Exercise details: Revise the stretch of the installation instructions below from "cd web-resources" through "bucket for it.", changing "npm" to "pnpm" throughout.

Document section:
________
#Installation of the HTML Generating tools and Web Site This page explains setup of combined build and web app. If you are only installing one or the other you may skip some steps.
- Go
- Docker
- About 10 GB of memory for the build server, much less for only the web app
- GCS bucket optional for cloud hosting
- Attached block storage device for cloud hosting
These instructions assume that you will work directly under $HOME. Change the top level directory if you are working in another location.
Get the source from GitHub
git clone git://github.com/alexamies/buddhist-dictionary
git clone git://github.com/alexamies/chinesenotes.com
Check whether you have nodejs installed
node -v
If needed install nodejs.
cd web-resources
To install the MD Web components and dependencies:
npm install
npm install --save-dev babel-core babel-loader babel-preset-es2015
To compile the JavaScript source run
npm run build
# Install Go lang
cd buddhist-dictionary
First time setup:
export BUCKET={your bucket}
gsutil mb gs://$BUCKET
gsutil web set -m index.html -e 404.html gs://$BUCKET
When generating new content
The JSON file containing the version of the dictionary for the web client should be cached to reduce download time and cost. Create a bucket for it.
export CBUCKET={your bucket}
# First time
gsutil mb gs://${CBUCKET}
gsutil iam ch allUsers:objectViewer gs://${CBUCKET}
# After updating the dictionary
gsutil -m -h "Cache-Control:public,max-age=3600" \
-h "Content-Type:application/json" \
-h "Content-Encoding:gzip" \
cp -a public-read -r $WEB_DIR/dist/ntireader.json.gz \
Test that content is returned properly:
curl -I http://ntireader.org/cached/ntireader.json.gz
The application uses a Mariadb database.
To start a Docker container with Mariadb and connect to it from a MySQL command
line client execute the command below. First, set environment variable
docker run --name mariadb -p 3306:3306 \
--mount type=bind,source="$(pwd)"/data,target=/ntidata \
docker exec -it mariadb bash
mysql --local-infile=1 -h localhost -u root -p
The data in the database is persistent unless the container is deleted. To restart the database use the command
docker restart mariadb
To load data from other sources connect to the database container
Copy the text files to an object store. If you prefer not to use GCS, then you can use the local file system on the application server. The instructions here are for GCS. See Authenticating to Cloud Platform with Service Accounts for detailed instructions on authentication.
TEXT_BUCKET={your txt bucket}
# First time
gsutil mb gs://$TEXT_BUCKET
gsutil -m rsync -d -r corpus gs://$TEXT_BUCKET
To enable the web application to access the storage system, create a service account with a GCS Storage Object Admin role and download the JSOn credentials file, as described in Create service account credentials. Assuming that you saved the file in the current working directory as credentials.json, create a local environment variable for local testing
go get -u cloud.google.com/go/storage
If running on Debian, add the current user to the sudo group
sudo groupadd docker
newgrp docker
Build the Docker image
docker build -f Dockerfile -t nti-image .
________
Data lines:
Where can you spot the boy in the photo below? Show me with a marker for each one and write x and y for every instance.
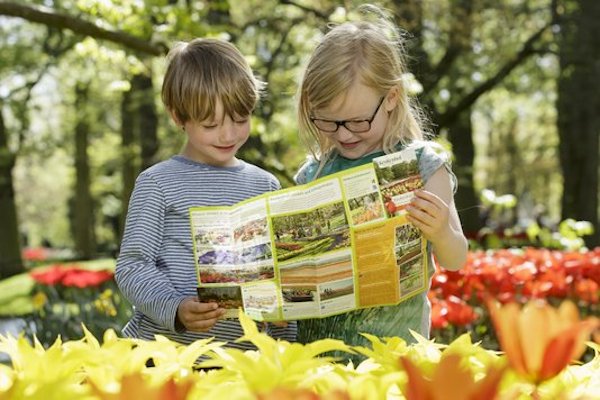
(210, 92)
________
Solution below:
cd web-resources
To install the MD Web components and dependencies:
pnpm install
pnpm install --save-dev babel-core babel-loader babel-preset-es2015
To compile the JavaScript source run
pnpm run build
# Install Go lang
cd buddhist-dictionary
First time setup:
export BUCKET={your bucket}
gsutil mb gs://$BUCKET
gsutil web set -m index.html -e 404.html gs://$BUCKET
When generating new content
The JSON file containing the version of the dictionary for the web client should be cached to reduce download time and cost. Create a bucket for it.